- Requirement 1:
Transcribe the part of the records that opens with the line containing "Where can the belt be found here?" and closes with the line containing "[[412, 310]]".

═══ Source extract ═══

I think I found a new source of state funding. Or at least a new reason to dislike state pols and our lax campaign-finance laws.

The Corbett administration Thursday released a list of candidates for state offices who failed to meet a filing deadline for campaign-finance reports.

The reports, showing who gave how much to whom in last year's election cycle, are by law due January 31 and failure to comply means fines.

Since this is a matter of being resposible for fiscal stuff -- and you KNOW which party is the "fiscally responsible" party -- I don't have to tell you which party most offenders belong to.

Of the 117 delinquents named by the Pennsylvania Department of State, which oversees election law, 73 are Democrats, 35 are Republicans, five are Libertarians, two are Independents and two are listed as having filed as both Republican and Democrat.

═══

- Requirement 2:
Restate word for word the part of the campaign-finance post that opens with the words containing "The Corbett administration" and closes with "comply means fines.".

═══ Excerpted records ═══

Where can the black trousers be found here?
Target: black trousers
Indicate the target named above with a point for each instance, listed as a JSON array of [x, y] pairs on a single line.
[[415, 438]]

═══
═══ Excerpted records ═══

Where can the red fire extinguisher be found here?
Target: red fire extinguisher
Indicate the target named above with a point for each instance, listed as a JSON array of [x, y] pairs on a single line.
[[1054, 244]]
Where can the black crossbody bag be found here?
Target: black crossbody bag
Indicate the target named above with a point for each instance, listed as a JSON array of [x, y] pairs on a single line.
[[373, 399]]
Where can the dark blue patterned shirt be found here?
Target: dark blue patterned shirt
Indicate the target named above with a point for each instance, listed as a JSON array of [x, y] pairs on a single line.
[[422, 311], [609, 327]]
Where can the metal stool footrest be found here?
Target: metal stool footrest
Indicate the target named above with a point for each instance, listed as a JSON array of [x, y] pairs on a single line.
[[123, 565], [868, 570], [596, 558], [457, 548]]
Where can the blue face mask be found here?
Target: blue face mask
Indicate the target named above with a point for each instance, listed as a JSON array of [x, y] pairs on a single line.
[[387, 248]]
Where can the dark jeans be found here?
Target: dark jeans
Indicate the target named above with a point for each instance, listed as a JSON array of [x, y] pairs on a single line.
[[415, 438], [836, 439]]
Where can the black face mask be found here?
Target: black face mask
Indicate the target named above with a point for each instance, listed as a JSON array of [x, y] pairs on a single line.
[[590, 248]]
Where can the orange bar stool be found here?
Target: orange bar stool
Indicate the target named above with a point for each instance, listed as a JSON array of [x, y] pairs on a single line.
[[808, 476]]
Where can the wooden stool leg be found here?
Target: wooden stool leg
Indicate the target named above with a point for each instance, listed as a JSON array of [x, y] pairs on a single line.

═══
═══ Excerpted records ═══

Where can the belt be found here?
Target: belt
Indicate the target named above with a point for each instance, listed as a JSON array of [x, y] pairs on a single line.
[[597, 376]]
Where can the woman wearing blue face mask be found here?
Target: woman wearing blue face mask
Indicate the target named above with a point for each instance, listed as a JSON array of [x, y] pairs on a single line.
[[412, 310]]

═══

- Written answer 1:
Where can the belt be found here?
Target: belt
Indicate the target named above with a point for each instance, listed as a JSON array of [x, y] pairs on a single line.
[[597, 376]]
Where can the woman wearing blue face mask be found here?
Target: woman wearing blue face mask
Indicate the target named above with a point for each instance, listed as a JSON array of [x, y] pairs on a single line.
[[412, 310]]

- Written answer 2:
The Corbett administration Thursday released a list of candidates for state offices who failed to meet a filing deadline for campaign-finance reports.

The reports, showing who gave how much to whom in last year's election cycle, are by law due January 31 and failure to comply means fines.